▶ _Estratto_:
__________

Vorrei sedermi su una panchina e riappropriarmi della saggezza di un'età che, diventa ridicola, se ti perdi ancora a inseguir gonnelle con capelli incollati e la pelle stirata qua e là.
Vorrei ascoltare le partite di calcio con la radiolina all'orecchio e un gesto della mano che sancisce il disappunto per un rigore non assegnato.
Vorrei accompagnare un nipote a catechismo, prendere un autobus che mi allontani dal centro commerciale e riconsiderare la forza dei sogni che mi hanno accompagnato.
Vorrei fare pace con il creato e chiedere perdono per l'acqua che ho sprecato, per l'aria che non ho respirato e per i troppi mugugni, le recriminazioni e le offese a cui ho dato importanza eccessiva.

__________

▶ _Insieme di righe_:
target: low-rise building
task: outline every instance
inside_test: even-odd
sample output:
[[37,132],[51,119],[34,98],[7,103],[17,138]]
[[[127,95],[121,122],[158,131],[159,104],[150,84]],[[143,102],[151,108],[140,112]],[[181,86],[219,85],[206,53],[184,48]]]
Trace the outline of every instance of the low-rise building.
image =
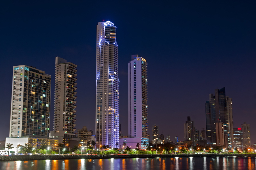
[[10,143],[12,144],[13,149],[10,149],[10,151],[13,151],[15,153],[18,151],[17,146],[19,144],[24,145],[25,144],[28,144],[28,146],[35,149],[40,149],[43,145],[45,144],[51,149],[57,149],[59,140],[57,138],[39,138],[29,137],[7,137],[5,139],[5,146]]
[[[126,137],[119,138],[119,148],[123,148],[126,146],[123,145],[124,142],[126,144],[126,146],[129,146],[131,149],[137,148],[136,145],[138,143],[140,144],[140,147],[141,150],[145,150],[147,147],[147,145],[149,144],[149,139],[148,138],[143,137]],[[146,144],[144,145],[144,142],[146,142]],[[114,147],[114,148],[116,147]]]
[[84,126],[82,129],[77,130],[77,135],[78,138],[80,139],[80,144],[81,146],[86,147],[87,143],[92,141],[92,131],[88,130],[87,127]]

__________

▶ _Compito 1_:
Nell'estratto, con che cosa si vorrebbe ascoltare le partite di calcio?
▶ _Compito 2_:
Riassumi l'estratto in due frasi.
▶ _Compito 3_:
Prosegui l'estratto sui desideri di una vita più semplice, partendo dopo la sua ultima frase.
Le righe qui non hanno alcun ruolo.

▶ _Risposta finale 1_:
Con la radiolina all'orecchio.

▶ _Risposta finale 2_:
Chi parla vorrebbe sedersi su una panchina, ascoltare le partite con la radiolina, accompagnare un nipote a catechismo e prendere un autobus che lo allontani dal centro commerciale per riconsiderare i propri sogni. Vorrebbe anche fare pace con il creato e chiedere perdono per l'acqua sprecata, per l'aria non respirata e per i troppi mugugni, recriminazioni e offese a cui ha dato troppa importanza.

▶ _Risposta finale 3_:
Vorrei ricordare gli amici che mi hanno preceduto e continuare a sentire il mistero della loro presenza al mio fianco.
Vorrei un taccuino e una biro per appuntare quel che ancora mi potrà stupire e un nuovo romanzo da scorrere con la fantasia di chi ha ancora voglia di ascoltare una storia.
Vorrei una fede che non diventi ottusa, triste e bigotta.
Vorrei diventar bambino e frequentare un po' di più il mio angelo custode e che il mondo, questo mondo, continui pure a girare veloce mentre per me tutto rallenta e il passo mio sfuma in dissolvenza.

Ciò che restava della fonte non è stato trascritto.